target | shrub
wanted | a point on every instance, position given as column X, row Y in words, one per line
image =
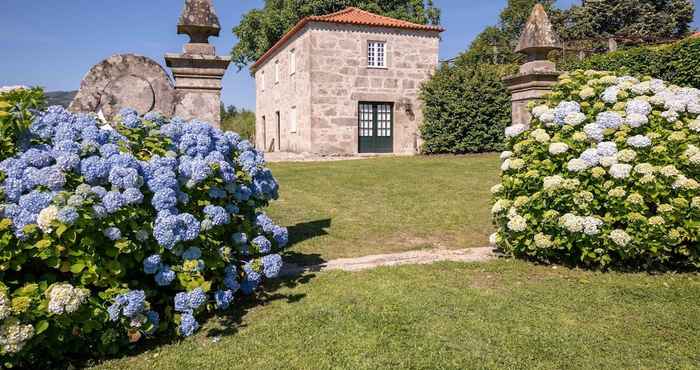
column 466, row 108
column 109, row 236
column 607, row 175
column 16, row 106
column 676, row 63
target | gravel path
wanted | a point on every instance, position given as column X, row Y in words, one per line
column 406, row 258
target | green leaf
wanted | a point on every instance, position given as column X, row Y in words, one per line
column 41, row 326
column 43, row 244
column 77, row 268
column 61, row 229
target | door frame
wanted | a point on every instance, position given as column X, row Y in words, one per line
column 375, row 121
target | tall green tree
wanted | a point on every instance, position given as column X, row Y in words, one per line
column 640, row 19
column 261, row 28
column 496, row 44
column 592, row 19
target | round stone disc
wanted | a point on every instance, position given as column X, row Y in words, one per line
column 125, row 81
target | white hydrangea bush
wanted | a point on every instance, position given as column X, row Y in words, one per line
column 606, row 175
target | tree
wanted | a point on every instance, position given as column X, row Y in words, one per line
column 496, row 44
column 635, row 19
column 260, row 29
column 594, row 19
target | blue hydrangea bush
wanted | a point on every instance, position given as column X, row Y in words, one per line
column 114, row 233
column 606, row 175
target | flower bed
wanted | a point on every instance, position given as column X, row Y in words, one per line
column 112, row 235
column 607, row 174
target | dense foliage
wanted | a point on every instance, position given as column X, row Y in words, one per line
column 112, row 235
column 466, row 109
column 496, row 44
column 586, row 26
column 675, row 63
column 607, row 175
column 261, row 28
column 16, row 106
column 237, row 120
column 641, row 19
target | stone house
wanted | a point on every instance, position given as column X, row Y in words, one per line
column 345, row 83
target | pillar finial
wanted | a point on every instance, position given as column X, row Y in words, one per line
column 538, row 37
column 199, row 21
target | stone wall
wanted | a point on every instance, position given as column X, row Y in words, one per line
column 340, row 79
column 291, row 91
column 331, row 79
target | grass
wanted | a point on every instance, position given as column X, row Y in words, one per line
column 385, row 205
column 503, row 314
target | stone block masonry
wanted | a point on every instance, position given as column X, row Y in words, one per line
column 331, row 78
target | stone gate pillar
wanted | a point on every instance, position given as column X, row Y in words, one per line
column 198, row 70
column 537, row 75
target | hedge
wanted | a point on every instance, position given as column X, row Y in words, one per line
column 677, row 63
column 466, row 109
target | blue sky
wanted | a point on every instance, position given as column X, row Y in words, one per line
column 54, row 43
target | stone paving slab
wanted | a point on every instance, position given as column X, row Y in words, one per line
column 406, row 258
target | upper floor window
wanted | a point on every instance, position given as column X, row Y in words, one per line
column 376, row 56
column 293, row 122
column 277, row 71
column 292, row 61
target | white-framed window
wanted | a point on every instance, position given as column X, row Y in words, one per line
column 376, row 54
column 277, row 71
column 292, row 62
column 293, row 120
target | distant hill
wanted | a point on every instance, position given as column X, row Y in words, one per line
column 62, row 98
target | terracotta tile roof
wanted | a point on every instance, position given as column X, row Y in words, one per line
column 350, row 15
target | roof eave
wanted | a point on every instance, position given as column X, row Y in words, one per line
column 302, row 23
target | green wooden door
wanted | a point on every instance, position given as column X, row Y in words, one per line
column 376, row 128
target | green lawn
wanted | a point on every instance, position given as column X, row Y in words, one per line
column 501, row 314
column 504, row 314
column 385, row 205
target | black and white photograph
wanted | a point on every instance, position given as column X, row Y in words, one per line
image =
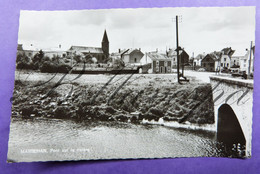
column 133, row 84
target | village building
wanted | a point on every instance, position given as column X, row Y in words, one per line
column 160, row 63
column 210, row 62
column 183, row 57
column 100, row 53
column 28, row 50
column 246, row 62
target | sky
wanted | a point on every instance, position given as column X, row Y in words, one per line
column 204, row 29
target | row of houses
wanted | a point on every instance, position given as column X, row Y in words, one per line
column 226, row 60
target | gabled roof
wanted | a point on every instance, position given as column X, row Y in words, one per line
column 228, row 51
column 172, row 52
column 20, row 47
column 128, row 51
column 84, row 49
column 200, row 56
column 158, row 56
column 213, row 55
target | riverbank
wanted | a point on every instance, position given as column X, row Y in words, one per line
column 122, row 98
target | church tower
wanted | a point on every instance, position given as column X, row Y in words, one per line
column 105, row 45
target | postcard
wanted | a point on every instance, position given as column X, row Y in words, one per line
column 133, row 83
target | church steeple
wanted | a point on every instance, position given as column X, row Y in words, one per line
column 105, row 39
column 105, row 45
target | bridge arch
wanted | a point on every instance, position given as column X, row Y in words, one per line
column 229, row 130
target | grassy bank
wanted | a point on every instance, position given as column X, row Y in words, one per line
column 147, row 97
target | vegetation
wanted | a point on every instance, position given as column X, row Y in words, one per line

§ What to produce
Check every line of the entries above, and copy those that carry the string "green".

§ Solution for this exercise
target | green leaf
target | tall green tree
target | green wooden door
target | green lawn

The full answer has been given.